§ Exercise objective
When you return the data, keep each character exactly as it appears.

§ Data listing
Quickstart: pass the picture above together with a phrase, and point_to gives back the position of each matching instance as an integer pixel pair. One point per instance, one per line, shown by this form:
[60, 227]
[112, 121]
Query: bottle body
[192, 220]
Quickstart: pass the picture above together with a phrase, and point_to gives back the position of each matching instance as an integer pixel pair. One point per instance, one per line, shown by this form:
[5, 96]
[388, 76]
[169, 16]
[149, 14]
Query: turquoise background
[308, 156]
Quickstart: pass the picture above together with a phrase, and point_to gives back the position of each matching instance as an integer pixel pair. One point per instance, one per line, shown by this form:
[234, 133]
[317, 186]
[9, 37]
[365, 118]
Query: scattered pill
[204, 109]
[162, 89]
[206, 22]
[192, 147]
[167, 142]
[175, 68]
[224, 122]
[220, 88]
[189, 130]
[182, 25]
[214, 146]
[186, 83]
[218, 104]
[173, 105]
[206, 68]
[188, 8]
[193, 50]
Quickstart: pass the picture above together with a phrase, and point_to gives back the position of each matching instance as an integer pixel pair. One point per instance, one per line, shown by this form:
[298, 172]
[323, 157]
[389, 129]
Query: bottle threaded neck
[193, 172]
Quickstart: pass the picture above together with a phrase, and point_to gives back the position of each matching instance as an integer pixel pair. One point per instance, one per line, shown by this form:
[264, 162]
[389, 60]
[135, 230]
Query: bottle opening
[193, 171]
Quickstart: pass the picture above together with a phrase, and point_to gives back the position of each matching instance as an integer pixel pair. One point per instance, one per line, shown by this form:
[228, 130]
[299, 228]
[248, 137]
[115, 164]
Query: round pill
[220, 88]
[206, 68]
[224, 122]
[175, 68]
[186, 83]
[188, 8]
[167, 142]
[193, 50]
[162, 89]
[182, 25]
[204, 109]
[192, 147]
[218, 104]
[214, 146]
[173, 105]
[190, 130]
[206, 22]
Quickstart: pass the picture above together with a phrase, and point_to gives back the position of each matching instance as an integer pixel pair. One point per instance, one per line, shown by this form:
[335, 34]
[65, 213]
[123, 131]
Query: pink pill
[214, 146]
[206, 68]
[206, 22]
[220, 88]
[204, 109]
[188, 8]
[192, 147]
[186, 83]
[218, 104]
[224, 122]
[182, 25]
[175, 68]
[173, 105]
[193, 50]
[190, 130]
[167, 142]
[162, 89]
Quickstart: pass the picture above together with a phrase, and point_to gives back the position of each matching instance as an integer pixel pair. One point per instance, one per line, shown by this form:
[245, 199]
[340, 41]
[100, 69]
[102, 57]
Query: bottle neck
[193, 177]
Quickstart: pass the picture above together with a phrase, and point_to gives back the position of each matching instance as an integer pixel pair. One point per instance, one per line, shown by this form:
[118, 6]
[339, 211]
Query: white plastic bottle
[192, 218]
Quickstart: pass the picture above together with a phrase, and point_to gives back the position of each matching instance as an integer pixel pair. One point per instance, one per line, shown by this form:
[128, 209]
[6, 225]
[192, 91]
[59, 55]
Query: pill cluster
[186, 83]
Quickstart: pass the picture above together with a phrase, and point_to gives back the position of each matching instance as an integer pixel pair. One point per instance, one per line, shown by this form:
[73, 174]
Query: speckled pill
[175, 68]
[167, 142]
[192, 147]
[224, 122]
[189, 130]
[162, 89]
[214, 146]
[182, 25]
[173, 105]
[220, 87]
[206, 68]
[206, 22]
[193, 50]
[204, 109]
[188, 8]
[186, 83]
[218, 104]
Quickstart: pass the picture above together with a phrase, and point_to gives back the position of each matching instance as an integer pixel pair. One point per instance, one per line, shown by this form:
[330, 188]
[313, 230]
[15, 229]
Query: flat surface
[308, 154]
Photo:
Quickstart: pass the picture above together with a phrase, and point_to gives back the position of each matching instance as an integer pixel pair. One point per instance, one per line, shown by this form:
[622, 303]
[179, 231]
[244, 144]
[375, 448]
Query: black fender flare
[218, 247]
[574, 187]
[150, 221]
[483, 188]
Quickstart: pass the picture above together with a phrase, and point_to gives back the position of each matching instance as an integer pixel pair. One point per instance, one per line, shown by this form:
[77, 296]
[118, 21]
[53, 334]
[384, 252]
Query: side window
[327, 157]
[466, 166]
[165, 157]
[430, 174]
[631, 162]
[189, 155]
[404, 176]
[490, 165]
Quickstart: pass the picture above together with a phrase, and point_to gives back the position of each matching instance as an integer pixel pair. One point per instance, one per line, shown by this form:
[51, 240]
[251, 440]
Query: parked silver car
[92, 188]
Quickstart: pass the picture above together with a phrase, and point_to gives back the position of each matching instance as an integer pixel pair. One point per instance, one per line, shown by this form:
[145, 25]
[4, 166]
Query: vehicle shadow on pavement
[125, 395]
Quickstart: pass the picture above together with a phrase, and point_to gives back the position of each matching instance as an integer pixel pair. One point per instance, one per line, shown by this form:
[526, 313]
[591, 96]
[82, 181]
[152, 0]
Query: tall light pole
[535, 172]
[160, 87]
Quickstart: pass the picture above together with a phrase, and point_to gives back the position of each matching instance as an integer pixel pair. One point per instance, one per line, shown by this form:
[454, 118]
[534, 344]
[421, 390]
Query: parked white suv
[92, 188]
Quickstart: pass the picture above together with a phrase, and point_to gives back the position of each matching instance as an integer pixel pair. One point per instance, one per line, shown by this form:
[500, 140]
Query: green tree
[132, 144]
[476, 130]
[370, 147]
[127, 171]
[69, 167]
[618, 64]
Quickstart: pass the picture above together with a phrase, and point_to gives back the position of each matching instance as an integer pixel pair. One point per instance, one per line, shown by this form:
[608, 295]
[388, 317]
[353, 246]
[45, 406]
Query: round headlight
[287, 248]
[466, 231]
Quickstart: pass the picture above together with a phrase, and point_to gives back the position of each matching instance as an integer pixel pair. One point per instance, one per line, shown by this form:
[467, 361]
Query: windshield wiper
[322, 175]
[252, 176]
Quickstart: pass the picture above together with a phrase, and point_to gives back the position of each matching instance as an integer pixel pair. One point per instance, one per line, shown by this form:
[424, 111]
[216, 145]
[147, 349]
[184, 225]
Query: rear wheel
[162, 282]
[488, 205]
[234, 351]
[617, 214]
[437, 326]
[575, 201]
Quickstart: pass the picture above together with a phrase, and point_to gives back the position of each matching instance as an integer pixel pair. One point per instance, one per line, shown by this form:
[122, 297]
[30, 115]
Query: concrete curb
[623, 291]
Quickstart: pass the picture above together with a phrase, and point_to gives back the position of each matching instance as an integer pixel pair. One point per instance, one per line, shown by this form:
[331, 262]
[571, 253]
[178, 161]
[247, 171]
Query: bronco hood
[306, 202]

§ Task solution
Quickstart: pass the picture above together with a phrase, and point_to gives back the position of each matching instance as an integer pixel pair. One point per instance, one per line, shown by this form:
[60, 227]
[112, 121]
Query: bottle body
[192, 220]
Quickstart: pass the picture above together with a phrase, and point_to gives back the position of each matching instance as an integer pixel pair. One point per instance, one per line, shown by this form:
[5, 96]
[388, 76]
[169, 16]
[149, 14]
Query: turquoise background
[308, 156]
Quickstart: pass the picture above together with a phrase, and point_to gives back the position of each matching instance as an integer pixel pair. One point per instance, one per line, shown by this form:
[234, 133]
[317, 186]
[9, 37]
[365, 118]
Query: scattered pill
[204, 109]
[162, 89]
[206, 22]
[192, 147]
[167, 142]
[175, 68]
[224, 122]
[220, 88]
[189, 130]
[182, 25]
[214, 146]
[186, 83]
[218, 104]
[173, 105]
[206, 68]
[188, 8]
[193, 50]
Quickstart: pass the picture above together with a phrase, and point_to gives back the position of each matching instance as an integer pixel pair. One point per instance, one per line, shown by this form:
[298, 172]
[323, 157]
[389, 129]
Query: bottle threaded neck
[193, 172]
Quickstart: pass the picture above together with a phrase, and point_to gives back the position of each matching instance as an integer pixel pair. One point per instance, one per line, shown by this form:
[264, 162]
[389, 60]
[135, 230]
Query: bottle opening
[193, 171]
Quickstart: pass the picture above together with a phrase, and point_to gives back the position of each matching instance as an integer pixel pair. One point per instance, one per line, shown by this form:
[228, 130]
[299, 228]
[248, 137]
[115, 164]
Query: round pill
[220, 88]
[206, 68]
[224, 122]
[175, 68]
[186, 83]
[188, 8]
[167, 142]
[193, 50]
[162, 89]
[182, 25]
[204, 109]
[192, 147]
[218, 104]
[214, 146]
[173, 105]
[190, 130]
[206, 22]
Quickstart: pass the picture above together with a phrase, and point_to gives back the position of each matching instance as an integer pixel pair. One point per instance, one per line, shown by this form:
[335, 34]
[65, 213]
[123, 131]
Query: pink pill
[214, 146]
[206, 68]
[206, 22]
[220, 88]
[204, 109]
[188, 8]
[192, 147]
[186, 83]
[218, 104]
[224, 122]
[182, 25]
[175, 68]
[173, 105]
[193, 50]
[190, 130]
[167, 142]
[162, 89]
Quickstart: pass the picture above together with a phrase, and point_to gives back the position of each matching instance as an integer pixel pair. One point per instance, one per line, shown by this form:
[245, 199]
[340, 41]
[100, 69]
[102, 57]
Query: bottle neck
[193, 177]
Quickstart: pass the picture above together with a phrase, and point_to gives back the position of each matching instance as an integer pixel pair. One point per instance, one per line, shown by this form:
[118, 6]
[339, 211]
Query: white plastic bottle
[192, 218]
Quickstart: pass the picture above together with a phrase, and point_to gives back the position of each matching instance as an integer pixel pair. One point per instance, one per line, shown by this form:
[128, 209]
[6, 225]
[192, 91]
[59, 55]
Query: pill cluster
[186, 83]
Quickstart: pass the picture above together with a phrase, and point_to gives back the position of each matching instance as an integer pixel pair. One point per instance, one per line, shown by this form:
[73, 174]
Query: speckled pill
[175, 68]
[167, 142]
[192, 147]
[224, 122]
[189, 130]
[162, 89]
[214, 146]
[182, 25]
[173, 105]
[220, 87]
[206, 68]
[206, 22]
[193, 50]
[204, 109]
[188, 8]
[186, 83]
[218, 104]
Quickstart: pass the picture above together with a phrase, and point_to gives back the position of each matching instance as an integer pixel pair. One point per instance, one per line, shown by this form:
[330, 188]
[313, 230]
[15, 229]
Query: flat surface
[308, 154]
Photo:
Quickstart: pass the picture above together with a phrase, and point_to gives back the position of each matching instance as an integer pixel pair. One point per instance, one per line, shown by this form:
[622, 303]
[179, 231]
[244, 144]
[375, 448]
Query: black fender flare
[218, 247]
[574, 187]
[150, 221]
[483, 188]
Quickstart: pass the picture above together with a phrase, and point_to gives back the position of each matching instance as an integer pixel pair. One point per instance, one per line, shown by this form:
[77, 296]
[118, 21]
[53, 334]
[384, 252]
Query: side window
[327, 157]
[466, 166]
[165, 157]
[430, 174]
[631, 162]
[189, 155]
[404, 176]
[490, 165]
Quickstart: pass the picture above together with a phrase, and point_to gives back the position of each matching instance as an integer pixel pair. One point per instance, one per line, shown by this form:
[51, 240]
[251, 440]
Query: parked silver car
[92, 188]
Quickstart: pass the picture above together with a phrase, and point_to gives back the position of each matching instance as an integer pixel pair. One point per instance, one per line, shown by this form:
[145, 25]
[4, 166]
Query: vehicle shadow on pavement
[125, 395]
Quickstart: pass the picture above together with a phrase, and point_to gives back the position of each matching instance as an integer pixel pair. One point per instance, one per line, shown by this form:
[526, 313]
[591, 96]
[82, 181]
[152, 0]
Query: tall light pole
[535, 172]
[160, 87]
Quickstart: pass the picture above together with a phrase, and point_to gives back the position of each matching instance as an integer pixel pair. One point per instance, one per line, shown by this form:
[454, 118]
[534, 344]
[421, 390]
Query: parked white suv
[92, 188]
Quickstart: pass the picture above together with a phrase, and point_to gives back the position of each matching instance as an integer pixel pair. One point per instance, one per line, shown by this form:
[500, 140]
Query: green tree
[132, 144]
[476, 130]
[370, 147]
[127, 171]
[69, 167]
[618, 64]
Quickstart: pass the picture above together with a phrase, and point_to gives back the position of each matching instance as an integer pixel pair. One point per instance, one per line, shown by this form:
[608, 295]
[388, 317]
[353, 246]
[45, 406]
Query: round headlight
[287, 248]
[466, 231]
Quickstart: pass the picture above together with a phrase, and point_to gives back the position of each matching instance as an integer pixel pair. One point per instance, one per line, shown by this form:
[467, 361]
Query: windshield wiper
[322, 175]
[252, 176]
Quickstart: pass the picture above together with a phrase, and point_to gives back the position of each matching instance as an integer pixel pair. One point per instance, one per line, shown by this form:
[424, 111]
[216, 145]
[147, 349]
[184, 225]
Query: rear wheel
[162, 282]
[488, 205]
[234, 351]
[617, 214]
[437, 326]
[575, 201]
Quickstart: pass the picture above together with a phrase, and point_to gives back the position of each matching instance as an integer pixel pair. One point per instance, one per line, shown by this form:
[122, 297]
[30, 115]
Query: concrete curb
[623, 291]
Quickstart: pass the picture above together with a phrase, and point_to gives back the position of each matching instance as an integer pixel pair. One point per instance, one per line, shown by this form:
[331, 262]
[571, 253]
[178, 161]
[247, 171]
Query: bronco hood
[306, 202]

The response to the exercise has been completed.